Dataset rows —
---*---

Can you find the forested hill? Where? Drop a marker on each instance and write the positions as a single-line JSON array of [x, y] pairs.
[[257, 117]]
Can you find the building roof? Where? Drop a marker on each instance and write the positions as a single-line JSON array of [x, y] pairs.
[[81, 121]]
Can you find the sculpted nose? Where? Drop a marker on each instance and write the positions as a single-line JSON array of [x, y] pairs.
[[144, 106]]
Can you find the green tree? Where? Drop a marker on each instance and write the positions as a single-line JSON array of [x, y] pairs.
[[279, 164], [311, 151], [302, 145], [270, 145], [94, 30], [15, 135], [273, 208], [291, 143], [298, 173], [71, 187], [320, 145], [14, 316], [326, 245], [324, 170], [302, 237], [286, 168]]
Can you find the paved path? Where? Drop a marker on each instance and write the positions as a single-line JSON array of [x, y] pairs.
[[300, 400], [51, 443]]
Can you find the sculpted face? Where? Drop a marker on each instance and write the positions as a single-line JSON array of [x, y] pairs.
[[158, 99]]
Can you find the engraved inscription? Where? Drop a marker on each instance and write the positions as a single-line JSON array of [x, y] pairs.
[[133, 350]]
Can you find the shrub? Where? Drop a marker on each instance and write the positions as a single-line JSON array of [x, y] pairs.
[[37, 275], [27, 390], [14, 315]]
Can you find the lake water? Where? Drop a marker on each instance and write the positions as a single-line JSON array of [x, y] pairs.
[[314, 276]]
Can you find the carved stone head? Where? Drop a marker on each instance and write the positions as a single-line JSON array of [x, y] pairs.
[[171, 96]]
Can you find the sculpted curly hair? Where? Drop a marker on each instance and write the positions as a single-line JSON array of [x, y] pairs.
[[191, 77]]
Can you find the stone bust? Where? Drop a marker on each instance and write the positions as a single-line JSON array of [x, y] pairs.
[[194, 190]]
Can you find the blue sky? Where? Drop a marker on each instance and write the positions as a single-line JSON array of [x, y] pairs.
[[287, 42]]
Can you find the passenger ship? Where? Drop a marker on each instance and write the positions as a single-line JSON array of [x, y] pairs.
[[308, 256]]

---*---

Without omitting anything, output the entries exactly.

Can you find the forested hill? Where? Drop a marker on each instance and write the positions as a single-line JSON array of [x, y] pairs.
[[257, 117]]
Can you find the building roof? Where? Drop a marker on each instance and write the positions as a single-line JSON array of [x, y] pairs.
[[81, 121]]
Can you find the sculpted nose? Where? Drop a marker on each instance and write the positions as a single-line JSON array of [x, y] pairs.
[[144, 106]]
Can you find the green tree? Where? Drop a marker on each instance and write the positions as a single-line JSON array of [x, y] pairs.
[[279, 164], [311, 151], [302, 145], [270, 145], [94, 30], [15, 135], [273, 208], [291, 143], [298, 173], [71, 187], [320, 145], [14, 316], [326, 245], [324, 170], [302, 237], [286, 168]]
Can you find the paved path? Where? Drop a marker on each instance and write the positions as a single-line JSON array of [x, y] pairs.
[[300, 400], [51, 443]]
Can you find the sculpted face? Where? Drop a marker on each instance and write the positions as a single-line JSON array of [x, y] pairs.
[[158, 99]]
Can you find the engraved inscription? Where? Drop a marker on each instance and write the positions as a single-line JSON array of [x, y] pairs.
[[133, 350]]
Can you find the shrub? Where? Drop a marker on each instance and write the positions as a single-line JSON array of [x, y] pairs.
[[37, 275], [27, 390], [14, 315]]
Can you find the lake water? Where? Drop a marker on each instance and write the positions as a single-line JSON array of [x, y] pairs.
[[314, 276]]
Can you find the carved stone head? Where? Drop a marker on each instance and write the positions as a single-line JSON array of [x, y] pairs.
[[171, 96]]
Can you find the sculpted curly hair? Where? Drop a marker on each instance and write the positions as a single-line JSON array of [x, y] pairs.
[[191, 77]]
Can you find the stone bust? Where? Drop a marker on each instance and write the positions as a single-line JSON array of [x, y] pairs.
[[194, 190]]
Can you find the blue sky? Where? Drop a marker on each instance and write the positions as a single-line JSON array of [x, y] pairs.
[[287, 42]]
Can you find the passenger ship? Where? Drop a marker on each instance and write the positions as a single-line JSON array of [x, y] pairs.
[[308, 256]]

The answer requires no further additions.